_GIVEN INSTRUCTION A_:
Copy the lines of the entries word for word, starting at the line that contains "Please spot the black wetsuit" and ending after the line that contains "point(423, 396)". Leave out the pictures.

_EXCERPTED PASSAGE_:
Some of them will be passed into the PyTorch estimator in the hyperparameters argument. Let’s setup the dictionary for that:

hyperparameters={
    'max_seq_length': max_seq_length,
    'freeze_bert_layer': freeze_bert_layer,
    'epochs': epochs,
    'learning_rate': learning_rate,
    'train_batch_size': train_batch_size,
    'train_steps_per_epoch': train_steps_per_epoch,
    'validation_batch_size': validation_batch_size,
    'validation_steps_per_epoch': validation_steps_per_epoch,    
    'seed': seed,
    'run_validation': run_validation
}

4.3 Setup evaluation metrics

We will choose loss and accuracy as the evaluation metrics. The regular expressions Regex will capture the values of metrics that the algorithm will emit.

metric_definitions = [
     {'Name': 'validation:loss', 'Regex': 'val_loss: ([0-9.]+)'},
     {'Name': 'validation:accuracy', 'Regex': 'val_acc: ([0-9.]+)'},
]

For example, these sample log lines…

[step: 100] val_loss: 0.76 - val_acc: 70.92%

…will produce the following metrics in CloudWatch:

validation:loss = 0.76

validation:accuracy = 70.92

4.4 Setup Debugger and Profiler

Amazon SageMaker Debugger can be used to profile machine learning models, helping to identify and fix training issues caused by hardware resource usage. Setting some parameters in the SageMaker estimator, without any change to the training code, can enable the collection of infrastructure and model metrics such as: CPU and GPU, RAM and GPU RAM, data loading time, time spent in ML operators running on CPU and GPU, distributed training metrics and many more.

In addition, we can visualize how much time is spent in different phases, such as preprocessing, training loop, and postprocessing. If needed, you can drill down on each training epoch, and even on each function in your training script.

You can define Debugger Rules as are described here: https://docs.aws.amazon.com/sagemaker/latest/dg/debugger-built-in-rules.html

from sagemaker.debugger import Rule, ProfilerRule, rule_configs
from sagemaker.debugger import DebuggerHookConfig
from sagemaker.debugger import ProfilerConfig, FrameworkProfile

DebuggerHookConfig provides options to customize how debugging information is emitted and saved. s3_output_path argument value defines the location in Amazon S3 to store the output.

debugger_hook_config = DebuggerHookConfig(
    s3_output_path='s3://{}'.format(bucket),
)

ProfilerConfig sets the configuration for collecting system and framework metrics of SageMaker Training Jobs. Parameter system_monitor_interval_millis sets the time interval to collect system metrics (in milliseconds). Parameter framework_profile_params is the object for framework metrics profiling. Here we will set its local path, the step at which to start profiling, start_step, and the number of steps to profile, num_steps.

from sagemaker.debugger import ProfilerConfig, FrameworkProfile

profiler_config = ProfilerConfig(
    system_monitor_interval_millis=500,
    framework_profile_params=FrameworkProfile(local_path="/opt/ml/output/profiler/", start_step=5, num_steps=10)
)

For monitoring and profiling the built-in rules we can use the ProfilerReport. It creates a profiling report and updates when the individual rules are triggered. If you trigger this ProfilerReport rule without any customized parameter as in the cell below, then the ProfilerReport rule triggers all of the built-in rules for monitoring and profiling with their default parameter values.

_RECORDED DATA_:
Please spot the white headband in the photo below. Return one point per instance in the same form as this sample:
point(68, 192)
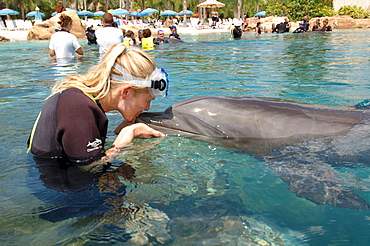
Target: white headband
point(157, 82)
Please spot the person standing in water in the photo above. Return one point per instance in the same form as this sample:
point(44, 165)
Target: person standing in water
point(72, 126)
point(62, 43)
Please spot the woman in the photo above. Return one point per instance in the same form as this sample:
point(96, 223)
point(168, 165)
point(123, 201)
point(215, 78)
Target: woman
point(147, 42)
point(62, 43)
point(72, 125)
point(60, 8)
point(258, 28)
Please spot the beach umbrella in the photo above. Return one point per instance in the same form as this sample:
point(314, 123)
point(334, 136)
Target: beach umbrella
point(119, 12)
point(34, 14)
point(168, 13)
point(99, 13)
point(85, 13)
point(8, 12)
point(149, 11)
point(260, 14)
point(188, 12)
point(211, 4)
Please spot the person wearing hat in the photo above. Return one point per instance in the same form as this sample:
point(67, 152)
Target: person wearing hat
point(60, 8)
point(300, 29)
point(160, 39)
point(174, 33)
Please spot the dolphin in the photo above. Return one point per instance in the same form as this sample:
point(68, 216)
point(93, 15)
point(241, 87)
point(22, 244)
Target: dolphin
point(262, 125)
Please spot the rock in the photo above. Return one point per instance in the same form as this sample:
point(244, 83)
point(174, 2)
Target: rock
point(44, 30)
point(4, 39)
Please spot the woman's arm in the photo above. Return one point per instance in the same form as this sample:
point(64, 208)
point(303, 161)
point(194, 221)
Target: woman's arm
point(51, 52)
point(79, 51)
point(138, 130)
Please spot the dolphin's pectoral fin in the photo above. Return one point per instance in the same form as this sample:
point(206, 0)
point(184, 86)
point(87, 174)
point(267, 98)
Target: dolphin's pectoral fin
point(318, 183)
point(328, 194)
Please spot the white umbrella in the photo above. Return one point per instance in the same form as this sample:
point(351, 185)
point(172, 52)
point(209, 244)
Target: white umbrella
point(211, 4)
point(168, 13)
point(119, 12)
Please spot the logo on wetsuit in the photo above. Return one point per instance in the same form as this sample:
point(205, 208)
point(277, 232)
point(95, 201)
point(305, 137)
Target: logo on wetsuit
point(96, 144)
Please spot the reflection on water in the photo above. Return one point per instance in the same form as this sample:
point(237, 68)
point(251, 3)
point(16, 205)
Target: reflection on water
point(178, 191)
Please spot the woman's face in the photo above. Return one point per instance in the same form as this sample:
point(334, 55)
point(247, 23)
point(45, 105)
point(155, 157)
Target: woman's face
point(135, 103)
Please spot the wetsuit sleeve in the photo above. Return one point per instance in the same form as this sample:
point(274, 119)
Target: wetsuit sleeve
point(81, 127)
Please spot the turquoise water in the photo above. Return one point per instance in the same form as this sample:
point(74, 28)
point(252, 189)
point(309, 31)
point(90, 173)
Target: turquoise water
point(187, 192)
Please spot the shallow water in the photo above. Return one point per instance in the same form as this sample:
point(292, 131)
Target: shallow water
point(187, 192)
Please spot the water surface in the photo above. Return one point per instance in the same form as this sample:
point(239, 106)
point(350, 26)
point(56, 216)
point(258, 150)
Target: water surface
point(186, 192)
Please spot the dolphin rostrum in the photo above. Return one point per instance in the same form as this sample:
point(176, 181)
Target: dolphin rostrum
point(262, 125)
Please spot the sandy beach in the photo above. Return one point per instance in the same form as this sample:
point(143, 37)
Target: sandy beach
point(22, 35)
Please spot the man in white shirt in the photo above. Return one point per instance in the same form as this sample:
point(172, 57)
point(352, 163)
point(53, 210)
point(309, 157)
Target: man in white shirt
point(108, 35)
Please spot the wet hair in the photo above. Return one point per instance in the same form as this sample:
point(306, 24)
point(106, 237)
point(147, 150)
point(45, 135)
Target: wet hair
point(98, 81)
point(147, 33)
point(108, 18)
point(64, 20)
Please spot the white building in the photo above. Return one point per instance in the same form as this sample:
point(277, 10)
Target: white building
point(365, 4)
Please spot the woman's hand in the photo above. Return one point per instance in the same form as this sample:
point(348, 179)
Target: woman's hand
point(138, 130)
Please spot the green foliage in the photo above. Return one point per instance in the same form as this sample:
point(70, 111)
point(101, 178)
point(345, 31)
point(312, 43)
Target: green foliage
point(354, 11)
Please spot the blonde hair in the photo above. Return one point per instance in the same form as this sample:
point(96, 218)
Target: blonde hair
point(98, 81)
point(64, 20)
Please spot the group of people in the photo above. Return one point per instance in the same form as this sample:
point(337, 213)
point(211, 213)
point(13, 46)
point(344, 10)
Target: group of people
point(72, 125)
point(65, 45)
point(304, 26)
point(316, 27)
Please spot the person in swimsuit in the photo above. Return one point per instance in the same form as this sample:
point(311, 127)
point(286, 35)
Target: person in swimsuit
point(72, 125)
point(62, 43)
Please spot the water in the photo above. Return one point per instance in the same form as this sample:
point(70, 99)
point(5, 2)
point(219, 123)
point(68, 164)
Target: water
point(186, 192)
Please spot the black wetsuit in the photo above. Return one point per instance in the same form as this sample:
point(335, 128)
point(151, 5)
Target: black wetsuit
point(299, 30)
point(72, 127)
point(158, 41)
point(280, 28)
point(306, 25)
point(175, 35)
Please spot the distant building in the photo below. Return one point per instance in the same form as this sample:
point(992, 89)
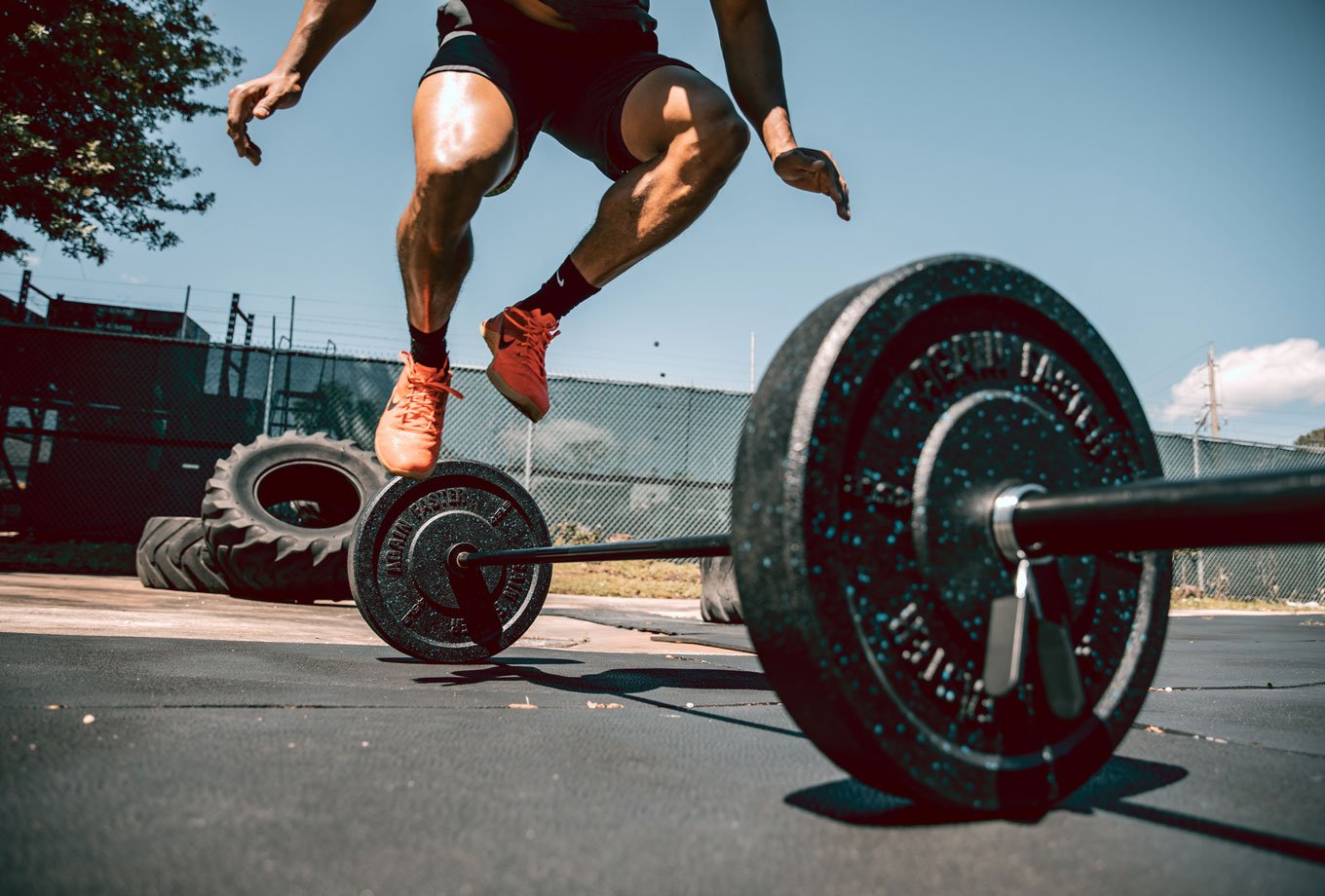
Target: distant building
point(138, 321)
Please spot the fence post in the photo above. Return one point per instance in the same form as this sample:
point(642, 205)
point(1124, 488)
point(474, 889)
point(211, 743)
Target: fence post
point(271, 374)
point(1200, 554)
point(22, 296)
point(529, 454)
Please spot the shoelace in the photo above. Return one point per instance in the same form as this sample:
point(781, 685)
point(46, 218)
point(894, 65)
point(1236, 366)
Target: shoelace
point(529, 336)
point(423, 396)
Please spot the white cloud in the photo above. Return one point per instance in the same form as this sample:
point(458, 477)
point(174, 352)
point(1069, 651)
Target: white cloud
point(1252, 379)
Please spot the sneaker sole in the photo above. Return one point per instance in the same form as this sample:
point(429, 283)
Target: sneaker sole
point(519, 400)
point(394, 470)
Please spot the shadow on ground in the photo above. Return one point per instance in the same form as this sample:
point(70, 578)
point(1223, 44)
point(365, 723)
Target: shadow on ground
point(852, 803)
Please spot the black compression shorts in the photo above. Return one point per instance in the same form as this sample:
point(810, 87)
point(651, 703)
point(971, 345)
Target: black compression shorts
point(566, 84)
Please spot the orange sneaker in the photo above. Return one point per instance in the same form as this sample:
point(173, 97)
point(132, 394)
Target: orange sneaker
point(409, 430)
point(518, 341)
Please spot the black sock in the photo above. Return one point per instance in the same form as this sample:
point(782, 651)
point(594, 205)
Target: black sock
point(565, 290)
point(428, 349)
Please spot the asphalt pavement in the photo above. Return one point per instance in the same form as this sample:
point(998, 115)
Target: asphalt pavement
point(165, 765)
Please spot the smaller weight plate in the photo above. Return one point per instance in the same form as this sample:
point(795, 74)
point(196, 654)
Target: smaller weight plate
point(407, 591)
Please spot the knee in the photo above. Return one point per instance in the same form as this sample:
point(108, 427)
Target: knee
point(447, 193)
point(716, 139)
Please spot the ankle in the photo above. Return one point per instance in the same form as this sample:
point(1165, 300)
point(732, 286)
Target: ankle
point(428, 349)
point(562, 292)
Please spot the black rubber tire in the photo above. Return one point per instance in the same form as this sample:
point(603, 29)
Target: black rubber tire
point(321, 481)
point(718, 598)
point(172, 554)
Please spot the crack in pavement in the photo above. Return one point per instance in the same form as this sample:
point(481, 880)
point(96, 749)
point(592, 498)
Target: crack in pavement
point(1268, 686)
point(1213, 738)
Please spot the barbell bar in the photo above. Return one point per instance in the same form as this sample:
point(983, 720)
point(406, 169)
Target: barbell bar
point(946, 518)
point(1155, 514)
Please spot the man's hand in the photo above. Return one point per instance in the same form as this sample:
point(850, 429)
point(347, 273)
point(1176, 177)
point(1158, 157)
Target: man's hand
point(258, 98)
point(815, 171)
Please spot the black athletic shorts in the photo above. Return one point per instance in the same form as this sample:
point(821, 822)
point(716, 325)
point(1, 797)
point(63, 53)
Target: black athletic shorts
point(567, 84)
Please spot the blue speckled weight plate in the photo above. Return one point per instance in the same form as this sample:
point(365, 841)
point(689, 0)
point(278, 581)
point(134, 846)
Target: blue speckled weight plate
point(872, 451)
point(398, 564)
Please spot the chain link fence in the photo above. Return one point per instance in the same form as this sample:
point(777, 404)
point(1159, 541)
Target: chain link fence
point(1291, 574)
point(103, 429)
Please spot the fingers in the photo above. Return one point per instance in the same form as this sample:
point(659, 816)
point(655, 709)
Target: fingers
point(828, 180)
point(239, 114)
point(838, 190)
point(815, 171)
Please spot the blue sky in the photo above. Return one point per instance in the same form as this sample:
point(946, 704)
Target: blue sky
point(1156, 162)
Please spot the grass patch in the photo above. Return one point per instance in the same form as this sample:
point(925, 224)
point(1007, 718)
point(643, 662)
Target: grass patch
point(81, 557)
point(1256, 605)
point(628, 579)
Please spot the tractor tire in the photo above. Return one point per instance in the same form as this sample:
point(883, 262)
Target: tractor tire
point(172, 554)
point(279, 514)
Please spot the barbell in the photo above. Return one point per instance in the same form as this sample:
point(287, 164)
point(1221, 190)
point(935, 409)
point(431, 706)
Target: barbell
point(948, 531)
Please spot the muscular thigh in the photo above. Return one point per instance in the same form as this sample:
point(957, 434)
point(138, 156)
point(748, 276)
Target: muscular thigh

_GIVEN INSTRUCTION B_:
List every name that the excerpt on SageMaker training setup imports from sagemaker.debugger.

_WRITTEN REPLY A_:
Please spot the black wetsuit in the photo above. Return one point per instance in the same form as this sample:
point(335, 128)
point(151, 5)
Target: black wetsuit
point(299, 30)
point(72, 127)
point(158, 41)
point(280, 28)
point(306, 25)
point(175, 35)
Please spot the distant building in the photo below. Return one point per instance in the same form as this sample:
point(992, 89)
Target: distant building
point(138, 321)
Please spot the fence post in the photo above. Return one point per instance in the same form as this sample:
point(642, 205)
point(1124, 488)
point(474, 889)
point(211, 743)
Target: fence post
point(271, 374)
point(1200, 554)
point(22, 296)
point(529, 454)
Please spot the shoelace in the photo above. Return one point per instance in the same form as this sample:
point(781, 685)
point(46, 218)
point(894, 65)
point(1236, 366)
Target: shoelace
point(529, 336)
point(423, 396)

_WRITTEN REPLY B_:
Rule
ProfilerRule
rule_configs
DebuggerHookConfig
ProfilerConfig
FrameworkProfile